_Schriftliche Aufgabe_. Benenne in der gesamten Auflistung „sample output“ überall in „reference output“ um und gib die Auflistung ansonsten unverändert wieder.

##########

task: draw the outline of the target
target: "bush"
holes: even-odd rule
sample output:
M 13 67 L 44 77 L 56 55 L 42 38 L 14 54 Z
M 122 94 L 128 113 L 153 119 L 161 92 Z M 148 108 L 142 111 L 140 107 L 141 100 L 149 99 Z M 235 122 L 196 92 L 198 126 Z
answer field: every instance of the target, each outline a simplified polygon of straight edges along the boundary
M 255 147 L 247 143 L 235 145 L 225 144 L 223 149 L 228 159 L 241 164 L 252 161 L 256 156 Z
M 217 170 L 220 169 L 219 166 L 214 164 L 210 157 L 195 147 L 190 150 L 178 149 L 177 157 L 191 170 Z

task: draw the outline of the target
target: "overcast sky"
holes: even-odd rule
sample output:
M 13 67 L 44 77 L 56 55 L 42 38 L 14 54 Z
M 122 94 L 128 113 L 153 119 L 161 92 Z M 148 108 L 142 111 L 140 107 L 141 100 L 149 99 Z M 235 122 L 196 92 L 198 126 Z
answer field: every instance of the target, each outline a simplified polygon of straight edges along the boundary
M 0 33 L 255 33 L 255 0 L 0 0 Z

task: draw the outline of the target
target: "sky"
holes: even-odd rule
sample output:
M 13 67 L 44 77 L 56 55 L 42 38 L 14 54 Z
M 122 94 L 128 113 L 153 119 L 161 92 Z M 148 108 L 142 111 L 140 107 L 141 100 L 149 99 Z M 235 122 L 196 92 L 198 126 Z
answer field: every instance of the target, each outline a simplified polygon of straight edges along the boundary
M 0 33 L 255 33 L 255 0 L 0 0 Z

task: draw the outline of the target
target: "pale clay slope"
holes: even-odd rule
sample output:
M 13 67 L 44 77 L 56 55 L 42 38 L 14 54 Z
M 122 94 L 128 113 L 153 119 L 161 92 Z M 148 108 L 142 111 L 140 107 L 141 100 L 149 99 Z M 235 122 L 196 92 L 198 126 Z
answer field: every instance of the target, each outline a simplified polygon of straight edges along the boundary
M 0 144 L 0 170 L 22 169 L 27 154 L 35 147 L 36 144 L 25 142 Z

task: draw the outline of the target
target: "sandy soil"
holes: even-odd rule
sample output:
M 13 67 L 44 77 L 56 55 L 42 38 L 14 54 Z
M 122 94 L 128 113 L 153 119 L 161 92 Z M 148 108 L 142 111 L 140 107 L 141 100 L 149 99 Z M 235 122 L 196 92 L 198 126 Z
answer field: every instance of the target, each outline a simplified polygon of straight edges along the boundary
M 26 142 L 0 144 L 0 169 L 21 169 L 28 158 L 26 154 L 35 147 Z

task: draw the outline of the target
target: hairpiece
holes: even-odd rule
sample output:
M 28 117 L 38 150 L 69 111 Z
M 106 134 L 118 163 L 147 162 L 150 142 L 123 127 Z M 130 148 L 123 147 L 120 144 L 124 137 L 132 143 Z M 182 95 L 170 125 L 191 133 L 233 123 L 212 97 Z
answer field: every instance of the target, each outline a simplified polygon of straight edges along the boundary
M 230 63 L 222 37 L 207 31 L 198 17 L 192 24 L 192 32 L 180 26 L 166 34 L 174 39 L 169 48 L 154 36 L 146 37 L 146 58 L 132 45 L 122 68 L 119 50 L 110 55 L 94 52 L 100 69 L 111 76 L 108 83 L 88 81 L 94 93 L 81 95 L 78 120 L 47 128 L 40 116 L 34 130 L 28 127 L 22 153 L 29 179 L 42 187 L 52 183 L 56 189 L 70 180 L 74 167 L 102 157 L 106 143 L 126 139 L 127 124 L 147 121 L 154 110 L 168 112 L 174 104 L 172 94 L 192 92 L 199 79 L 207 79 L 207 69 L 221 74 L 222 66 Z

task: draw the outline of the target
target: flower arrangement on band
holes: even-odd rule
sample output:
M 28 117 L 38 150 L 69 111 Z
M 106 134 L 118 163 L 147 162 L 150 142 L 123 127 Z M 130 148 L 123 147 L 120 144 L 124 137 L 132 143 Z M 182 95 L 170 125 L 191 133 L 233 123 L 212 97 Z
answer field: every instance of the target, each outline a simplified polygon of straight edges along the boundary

##########

_Vollständige Antwort_.
task: draw the outline of the target
target: "bush"
holes: even-odd rule
reference output:
M 13 67 L 44 77 L 56 55 L 42 38 L 14 54 Z
M 122 94 L 128 113 L 153 119 L 161 92 Z M 148 108 L 142 111 L 140 107 L 141 100 L 149 99 Z M 235 122 L 196 92 L 198 126 Z
answer field: every instance of the target, each outline a simplified polygon of straight edges along the boundary
M 255 147 L 247 143 L 235 145 L 225 144 L 223 149 L 228 159 L 241 164 L 252 161 L 256 156 Z
M 217 170 L 220 169 L 219 166 L 214 164 L 210 157 L 195 147 L 190 150 L 178 149 L 177 157 L 191 170 Z

task: draw the outline of the target
target: "overcast sky"
holes: even-odd rule
reference output:
M 13 67 L 44 77 L 56 55 L 42 38 L 14 54 Z
M 122 94 L 128 113 L 153 119 L 161 92 Z M 148 108 L 142 111 L 140 107 L 141 100 L 149 99 Z M 235 122 L 196 92 L 198 126 Z
answer field: every instance of the target, each outline a simplified polygon of straight edges along the boundary
M 0 33 L 255 33 L 255 0 L 0 0 Z

task: draw the outline of the target
target: "sky"
holes: even-odd rule
reference output:
M 13 67 L 44 77 L 56 55 L 42 38 L 14 54 Z
M 122 94 L 128 113 L 153 119 L 161 92 Z M 148 108 L 142 111 L 140 107 L 141 100 L 149 99 Z M 235 122 L 196 92 L 198 126 Z
answer field: every instance of the target, each outline a simplified polygon of straight edges along the boundary
M 0 33 L 255 33 L 255 0 L 0 0 Z

task: draw the outline of the target
target: "pale clay slope"
holes: even-odd rule
reference output:
M 13 67 L 44 77 L 56 55 L 42 38 L 14 54 Z
M 122 94 L 128 113 L 153 119 L 161 92 Z M 148 108 L 142 111 L 140 107 L 141 100 L 149 99 Z M 235 122 L 196 92 L 198 126 Z
answer field: every instance of the target, each outline a simplified polygon of straight edges along the boundary
M 0 144 L 0 170 L 22 169 L 27 154 L 35 147 L 36 144 L 25 142 Z

task: draw the outline of the target
target: "sandy soil"
holes: even-odd rule
reference output:
M 13 67 L 44 77 L 56 55 L 42 38 L 14 54 Z
M 122 94 L 128 113 L 153 119 L 161 92 Z M 148 108 L 142 111 L 140 107 L 141 100 L 149 99 Z M 235 122 L 196 92 L 198 126 Z
answer field: every instance of the target, each outline a simplified polygon of straight edges along the boundary
M 26 142 L 0 144 L 0 169 L 21 169 L 28 158 L 26 154 L 35 147 Z

task: draw the outline of the target
target: hairpiece
holes: even-odd rule
reference output:
M 28 117 L 38 150 L 69 111 Z
M 106 134 L 118 163 L 147 162 L 150 142 L 123 127 Z M 130 148 L 123 147 L 120 144 L 124 137 L 132 143 Z M 182 95 L 170 125 L 191 133 L 233 123 L 212 97 Z
answer field: every instance of the target, each outline a simplified polygon of straight edges along the boundary
M 230 63 L 222 37 L 207 31 L 198 17 L 192 24 L 192 32 L 180 26 L 166 34 L 174 39 L 169 48 L 154 36 L 146 37 L 146 58 L 132 45 L 122 68 L 119 50 L 110 55 L 94 52 L 100 69 L 111 76 L 108 83 L 88 81 L 94 93 L 81 95 L 78 120 L 47 128 L 40 116 L 34 130 L 28 127 L 22 153 L 29 179 L 42 187 L 52 183 L 56 189 L 70 180 L 74 167 L 102 157 L 106 143 L 126 139 L 127 124 L 147 121 L 154 110 L 168 112 L 174 104 L 172 94 L 192 92 L 199 79 L 207 79 L 207 69 L 221 74 L 222 66 Z

task: draw the outline of the target
target: flower arrangement on band
holes: even-odd rule
reference output:
M 28 117 L 38 150 L 69 111 Z
M 106 134 L 118 163 L 147 162 L 150 142 L 123 127 Z M 130 148 L 123 147 L 120 144 L 124 137 L 132 143 Z M 182 95 L 170 125 L 191 133 L 233 123 L 212 97 Z
answer field: every instance of the target, each outline a simplified polygon of straight edges along the boundary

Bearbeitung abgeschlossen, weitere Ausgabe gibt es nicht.